Records shown:
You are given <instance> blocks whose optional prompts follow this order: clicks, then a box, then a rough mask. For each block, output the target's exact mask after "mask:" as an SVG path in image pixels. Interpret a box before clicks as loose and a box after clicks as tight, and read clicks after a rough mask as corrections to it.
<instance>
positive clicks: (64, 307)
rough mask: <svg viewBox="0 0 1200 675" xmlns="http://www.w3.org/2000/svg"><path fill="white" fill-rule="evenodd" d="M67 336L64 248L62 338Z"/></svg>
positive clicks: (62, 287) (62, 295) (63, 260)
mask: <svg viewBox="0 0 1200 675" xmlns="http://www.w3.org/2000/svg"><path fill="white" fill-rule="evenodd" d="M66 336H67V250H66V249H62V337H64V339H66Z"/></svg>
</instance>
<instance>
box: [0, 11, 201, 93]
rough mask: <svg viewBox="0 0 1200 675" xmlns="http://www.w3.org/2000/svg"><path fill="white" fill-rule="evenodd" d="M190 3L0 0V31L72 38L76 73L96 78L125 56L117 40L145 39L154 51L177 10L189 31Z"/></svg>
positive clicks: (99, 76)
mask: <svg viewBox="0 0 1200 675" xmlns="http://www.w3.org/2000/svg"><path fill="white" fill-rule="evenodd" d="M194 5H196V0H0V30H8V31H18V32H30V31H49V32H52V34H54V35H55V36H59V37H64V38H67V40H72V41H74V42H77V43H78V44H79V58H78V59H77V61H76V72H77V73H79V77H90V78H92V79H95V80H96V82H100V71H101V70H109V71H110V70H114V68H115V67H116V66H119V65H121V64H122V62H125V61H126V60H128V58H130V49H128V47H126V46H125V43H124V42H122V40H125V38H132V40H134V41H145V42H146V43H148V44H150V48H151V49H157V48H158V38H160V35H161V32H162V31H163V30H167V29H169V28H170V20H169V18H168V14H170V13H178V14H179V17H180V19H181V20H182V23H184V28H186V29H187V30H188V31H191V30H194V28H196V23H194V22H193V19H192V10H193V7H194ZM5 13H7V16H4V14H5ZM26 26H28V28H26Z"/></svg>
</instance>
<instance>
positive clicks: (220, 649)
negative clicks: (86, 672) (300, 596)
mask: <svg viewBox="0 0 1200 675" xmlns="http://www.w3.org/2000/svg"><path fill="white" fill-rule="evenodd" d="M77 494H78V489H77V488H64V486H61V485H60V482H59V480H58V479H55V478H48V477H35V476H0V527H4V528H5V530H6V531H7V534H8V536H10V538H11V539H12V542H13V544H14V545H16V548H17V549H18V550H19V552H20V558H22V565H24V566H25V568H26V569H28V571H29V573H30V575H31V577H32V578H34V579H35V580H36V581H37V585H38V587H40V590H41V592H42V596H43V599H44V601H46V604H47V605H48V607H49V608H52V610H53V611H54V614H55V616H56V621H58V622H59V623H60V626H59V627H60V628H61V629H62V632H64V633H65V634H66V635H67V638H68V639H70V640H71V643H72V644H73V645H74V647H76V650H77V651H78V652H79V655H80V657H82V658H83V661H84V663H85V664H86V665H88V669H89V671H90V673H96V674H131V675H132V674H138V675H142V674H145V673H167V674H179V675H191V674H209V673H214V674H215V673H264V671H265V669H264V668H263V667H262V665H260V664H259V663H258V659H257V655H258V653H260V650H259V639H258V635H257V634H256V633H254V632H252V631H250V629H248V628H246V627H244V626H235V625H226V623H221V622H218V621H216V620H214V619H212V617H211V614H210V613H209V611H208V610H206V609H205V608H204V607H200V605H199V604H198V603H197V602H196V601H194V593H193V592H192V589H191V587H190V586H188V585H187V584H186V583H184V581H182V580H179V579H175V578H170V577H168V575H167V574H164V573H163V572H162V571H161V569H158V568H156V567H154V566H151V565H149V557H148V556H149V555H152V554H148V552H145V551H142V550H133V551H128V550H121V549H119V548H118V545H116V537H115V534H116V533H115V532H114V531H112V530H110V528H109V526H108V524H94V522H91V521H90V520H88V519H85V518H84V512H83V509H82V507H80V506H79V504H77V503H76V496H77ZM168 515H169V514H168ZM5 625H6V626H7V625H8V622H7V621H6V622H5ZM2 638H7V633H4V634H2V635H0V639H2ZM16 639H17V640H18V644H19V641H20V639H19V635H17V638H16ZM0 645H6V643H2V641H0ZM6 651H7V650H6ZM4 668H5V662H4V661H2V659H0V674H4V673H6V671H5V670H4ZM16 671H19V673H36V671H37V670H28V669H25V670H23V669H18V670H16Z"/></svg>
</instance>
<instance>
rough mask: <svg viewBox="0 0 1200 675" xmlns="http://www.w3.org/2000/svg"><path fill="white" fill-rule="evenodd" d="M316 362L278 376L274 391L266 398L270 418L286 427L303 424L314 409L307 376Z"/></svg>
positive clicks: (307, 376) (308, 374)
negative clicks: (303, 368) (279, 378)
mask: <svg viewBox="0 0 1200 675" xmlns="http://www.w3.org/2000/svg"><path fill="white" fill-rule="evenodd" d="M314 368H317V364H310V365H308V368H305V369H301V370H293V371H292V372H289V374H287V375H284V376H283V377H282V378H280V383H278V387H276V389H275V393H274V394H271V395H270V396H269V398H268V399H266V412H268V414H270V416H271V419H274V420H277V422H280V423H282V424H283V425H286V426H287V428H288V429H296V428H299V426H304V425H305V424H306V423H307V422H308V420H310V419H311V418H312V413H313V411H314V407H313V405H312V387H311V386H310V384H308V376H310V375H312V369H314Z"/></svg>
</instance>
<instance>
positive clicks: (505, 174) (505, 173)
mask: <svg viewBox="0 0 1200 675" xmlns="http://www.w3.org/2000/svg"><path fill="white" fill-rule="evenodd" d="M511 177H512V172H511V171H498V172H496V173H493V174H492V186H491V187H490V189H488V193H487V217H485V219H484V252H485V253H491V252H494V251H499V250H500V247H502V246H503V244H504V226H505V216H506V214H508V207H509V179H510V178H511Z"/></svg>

Task item: Repeat, word for word, the lines from the opening of the material through the line containing "positive clicks: (220, 649)".

Task response:
You are given <instance> blocks whose optional prompts follow this order: clicks, then a box, then a rough mask. For each block, output the target's exact mask after "mask:" as an SVG path in image pixels. Interpret a box before clicks as loose and a box after clicks as tight, and read clicks after a rough mask as corrections to it.
<instance>
positive clicks: (64, 307)
rough mask: <svg viewBox="0 0 1200 675" xmlns="http://www.w3.org/2000/svg"><path fill="white" fill-rule="evenodd" d="M67 336L64 248L62 338Z"/></svg>
positive clicks: (62, 287) (62, 295) (63, 260)
mask: <svg viewBox="0 0 1200 675" xmlns="http://www.w3.org/2000/svg"><path fill="white" fill-rule="evenodd" d="M66 336H67V250H66V249H62V337H64V339H66Z"/></svg>
</instance>
<instance>
box: [0, 11, 201, 93]
rough mask: <svg viewBox="0 0 1200 675" xmlns="http://www.w3.org/2000/svg"><path fill="white" fill-rule="evenodd" d="M190 3L0 0V31L72 38L76 73L96 78L125 56L117 40L145 39L154 51L177 10L189 31Z"/></svg>
positive clicks: (99, 76)
mask: <svg viewBox="0 0 1200 675" xmlns="http://www.w3.org/2000/svg"><path fill="white" fill-rule="evenodd" d="M194 5H196V0H0V30H8V31H18V32H30V31H49V32H52V34H54V35H55V36H59V37H64V38H67V40H72V41H74V42H77V43H78V44H79V58H78V59H77V61H76V72H77V73H79V77H90V78H92V79H95V80H96V82H100V71H101V70H109V71H110V70H114V68H115V67H116V66H119V65H121V64H122V62H125V61H126V60H128V58H130V49H128V47H126V46H125V43H124V42H122V40H125V38H132V40H134V41H145V42H146V43H148V44H150V48H151V49H157V48H158V38H160V35H161V32H162V31H163V30H167V29H169V28H170V20H169V18H168V14H170V13H178V14H179V17H180V19H181V20H182V23H184V28H186V29H187V30H188V31H191V30H194V28H196V23H194V22H193V19H192V10H193V7H194ZM5 13H7V16H4V14H5ZM26 26H28V28H26Z"/></svg>
</instance>
<instance>
positive clicks: (220, 649)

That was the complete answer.